━━━━━ Passage provided
The communities of Uaxactún have reached an agreement with the Guatemalan government: If resources are harvested sustainably, their land management rights are respected. Through a “community concession” system, the people of the forest can “harvest fruit, medicinal, and ornamental plants, chicle (a natural chewing gum), and a limited amount of timber,” said the Brooklyn Bridge Forest team. The communities coordinate with the Guatemalan government, the Wildlife Conservation Society, and FSC.
Under the terms of the land management plan, tropical hardwood trees can be harvested at the rate of 1 tree per 40 acres using small-scale equipment. After a large tropical hardwood tree has been removed, smaller trees would be planted in the area that has been disturbed.
The scientists with the conservation organizations involved argued that “the communities’ low-impact timber harvesting provides jobs as well as resources for health and education. These opportunities in turn have given the communities a long-term stake in protecting the forest. Community-patrols defend the forest from the numerous threats in the Maya Biosphere Reserve, including wildfires, illegal logging and hunting, and in recent years, cattle ranching operations linked to international drug traffickers.” (Learn more).
━━━━━━━━━━
━━━━━ Data block
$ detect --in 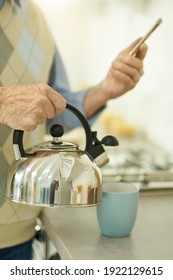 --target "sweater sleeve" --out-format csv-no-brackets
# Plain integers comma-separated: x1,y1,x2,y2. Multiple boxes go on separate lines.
46,49,104,132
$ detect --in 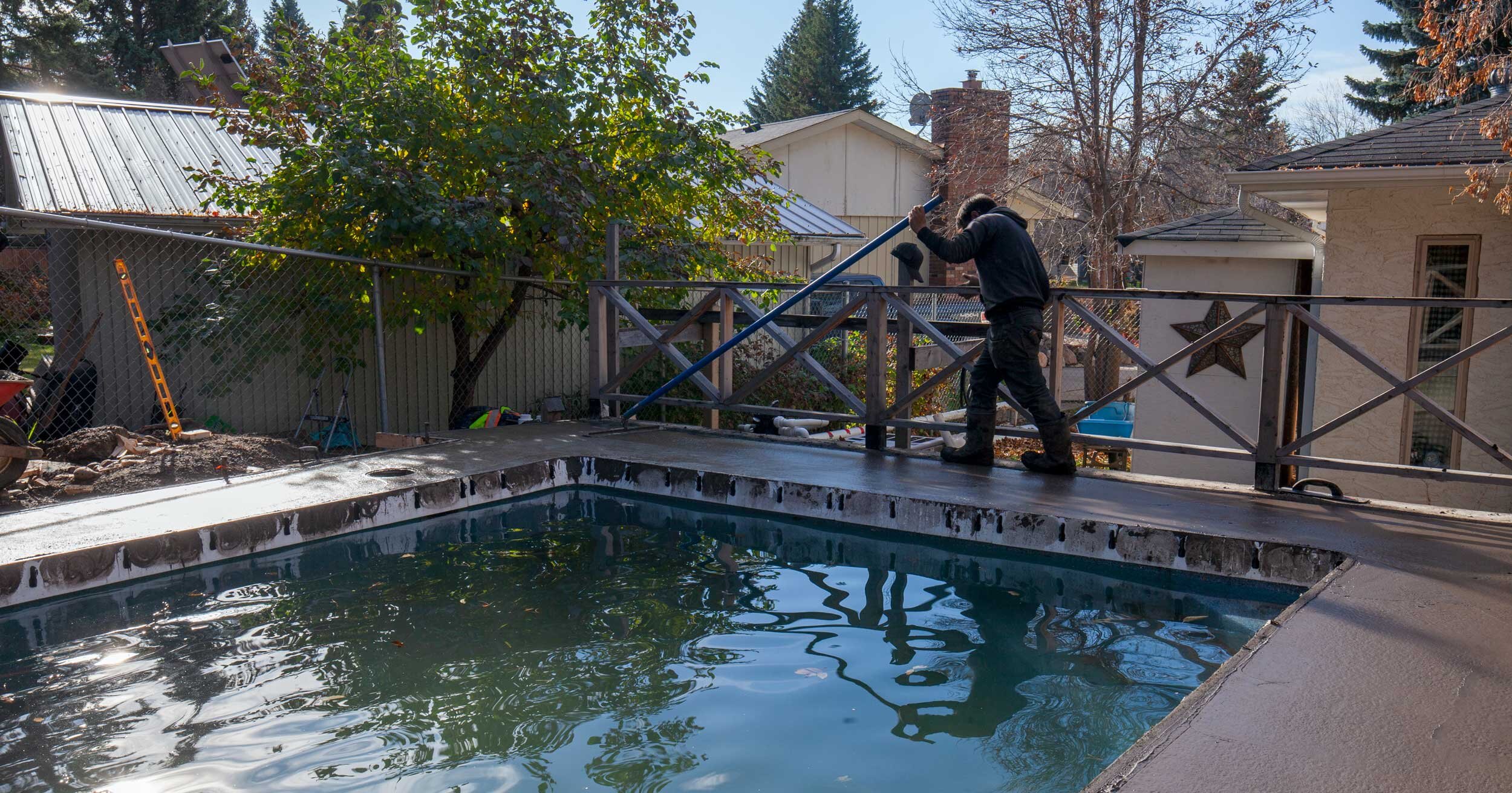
━━━━━━━━━━
**Complete the following**:
a. In the Uaxactún forest passage, update the text starting at "The communities of" and ending at "Society, and FSC.", replacing "community concession" with "community forestry concession".
b. Which parties does the Uaxactún forest passage say the communities coordinate with?

**Responses to the exercise**:
a.
The communities of Uaxactún have reached an agreement with the Guatemalan government: If resources are harvested sustainably, their land management rights are respected. Through a “community forestry concession” system, the people of the forest can “harvest fruit, medicinal, and ornamental plants, chicle (a natural chewing gum), and a limited amount of timber,” said the Brooklyn Bridge Forest team. The communities coordinate with the Guatemalan government, the Wildlife Conservation Society, and FSC.

b.
- the Guatemalan government
- the Wildlife Conservation Society
- FSC